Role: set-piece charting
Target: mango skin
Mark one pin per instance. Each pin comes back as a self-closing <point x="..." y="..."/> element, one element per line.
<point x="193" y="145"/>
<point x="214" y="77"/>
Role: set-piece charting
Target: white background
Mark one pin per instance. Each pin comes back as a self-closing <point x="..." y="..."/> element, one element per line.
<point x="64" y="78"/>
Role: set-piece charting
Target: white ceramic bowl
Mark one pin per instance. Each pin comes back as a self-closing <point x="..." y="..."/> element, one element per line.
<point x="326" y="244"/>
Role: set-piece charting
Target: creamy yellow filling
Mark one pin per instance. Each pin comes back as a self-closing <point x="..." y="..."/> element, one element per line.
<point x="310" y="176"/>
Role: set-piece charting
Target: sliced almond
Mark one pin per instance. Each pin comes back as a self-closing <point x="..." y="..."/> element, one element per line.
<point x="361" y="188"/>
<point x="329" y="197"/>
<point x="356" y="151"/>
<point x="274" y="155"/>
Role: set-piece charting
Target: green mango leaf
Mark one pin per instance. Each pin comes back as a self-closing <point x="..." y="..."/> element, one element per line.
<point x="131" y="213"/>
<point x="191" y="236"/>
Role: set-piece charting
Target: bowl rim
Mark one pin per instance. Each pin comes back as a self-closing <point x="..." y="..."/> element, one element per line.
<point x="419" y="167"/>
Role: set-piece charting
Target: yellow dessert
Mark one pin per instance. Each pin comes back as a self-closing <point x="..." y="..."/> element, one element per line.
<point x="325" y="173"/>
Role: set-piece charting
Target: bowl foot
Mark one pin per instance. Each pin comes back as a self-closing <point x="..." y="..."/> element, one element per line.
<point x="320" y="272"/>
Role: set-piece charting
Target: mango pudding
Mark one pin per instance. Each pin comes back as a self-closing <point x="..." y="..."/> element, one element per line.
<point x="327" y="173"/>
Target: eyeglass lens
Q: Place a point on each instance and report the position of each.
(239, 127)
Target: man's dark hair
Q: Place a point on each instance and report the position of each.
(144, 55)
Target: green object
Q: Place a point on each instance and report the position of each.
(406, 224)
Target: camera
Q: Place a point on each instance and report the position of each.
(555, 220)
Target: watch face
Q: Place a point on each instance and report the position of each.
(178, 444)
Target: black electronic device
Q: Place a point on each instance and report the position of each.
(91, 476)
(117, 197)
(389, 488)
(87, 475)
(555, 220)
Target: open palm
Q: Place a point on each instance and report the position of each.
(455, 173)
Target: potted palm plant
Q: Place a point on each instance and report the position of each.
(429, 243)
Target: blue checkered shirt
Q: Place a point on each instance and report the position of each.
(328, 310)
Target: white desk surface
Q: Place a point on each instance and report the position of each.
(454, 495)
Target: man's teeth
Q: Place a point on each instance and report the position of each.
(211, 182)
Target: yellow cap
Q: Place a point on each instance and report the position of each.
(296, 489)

#####

ACTIVITY: Retype the entire listing without altering anything.

SOLUTION TO THIS EXERCISE:
Role: set-piece charting
Target: mango skin
Mark one pin per instance. Each pin comes back as a self-closing <point x="..." y="..."/> element, one element per line.
<point x="193" y="145"/>
<point x="214" y="77"/>
Role: set-piece charting
Target: white background
Mark one pin per instance. Each pin comes back as a self-closing <point x="..." y="..."/> element, one element per line.
<point x="64" y="78"/>
Role: set-piece charting
Target: white ceramic bowl
Mark one pin per instance. Each pin comes back as a self-closing <point x="..." y="..."/> element, one element per line.
<point x="326" y="244"/>
Role: set-piece charting
Target: creamy yellow filling
Mark one pin per instance. Each pin comes back as a self-closing <point x="..." y="..."/> element, one element per line.
<point x="310" y="176"/>
Role: set-piece charting
Target: sliced almond
Mark one pin per instance. Each pin comes back as a self-closing <point x="..." y="..."/> element, one element per line.
<point x="361" y="188"/>
<point x="329" y="197"/>
<point x="356" y="151"/>
<point x="274" y="155"/>
Role: set-piece charting
Target: green mango leaf
Mark one pin per instance. Each pin comes back as a self-closing <point x="..." y="..."/> element, one element per line.
<point x="131" y="213"/>
<point x="191" y="236"/>
Role: set-piece charting
Target: bowl rim
Mark one pin per instance. Each pin comes back as a self-closing <point x="..." y="..."/> element, one element per line.
<point x="419" y="167"/>
Role: set-piece charting
Target: yellow dessert
Mark one pin per instance. Each pin comes back as a self-closing <point x="..." y="..."/> element, one element per line.
<point x="325" y="173"/>
Role: set-piece charting
Target: bowl foot
Mark one pin per instance. Each pin comes back as a self-closing <point x="..." y="..."/> element, one element per line.
<point x="320" y="272"/>
Role: set-piece charting
Target: mango pudding
Mark one pin per instance. Each pin comes back as a self-closing <point x="..." y="..."/> element, one element per line.
<point x="327" y="173"/>
Target: eyeglass lens
Q: Place a point on each instance and report the position of each.
(239, 127)
Target: man's dark hair
Q: Place a point on each instance and report the position of each.
(144, 55)
Target: green object
Q: Place a point on each instance and report the position of each.
(406, 224)
Target: camera
Q: Place a point on each instance and report the position of each.
(555, 220)
Target: watch face
Q: Place a point on each instance and report the position of each.
(178, 444)
Target: black electronic device
Q: Place a point on each instance and report the position of each.
(91, 476)
(117, 197)
(389, 488)
(87, 475)
(555, 220)
Target: open palm
Q: Place a point on each instance and report the position of each.
(455, 173)
Target: potted palm plant
Q: Place a point on each instance and report the position of each.
(429, 243)
Target: blue checkered shirt
Q: Place a point on each instance and report the position of each.
(328, 310)
Target: white desk surface
Q: Place a point on each instance and report the position of each.
(454, 495)
Target: man's teeth
Q: Place a point on each instance and report the position of each.
(211, 182)
Target: yellow cap
Q: Place a point on each instance and report the position of each.
(296, 489)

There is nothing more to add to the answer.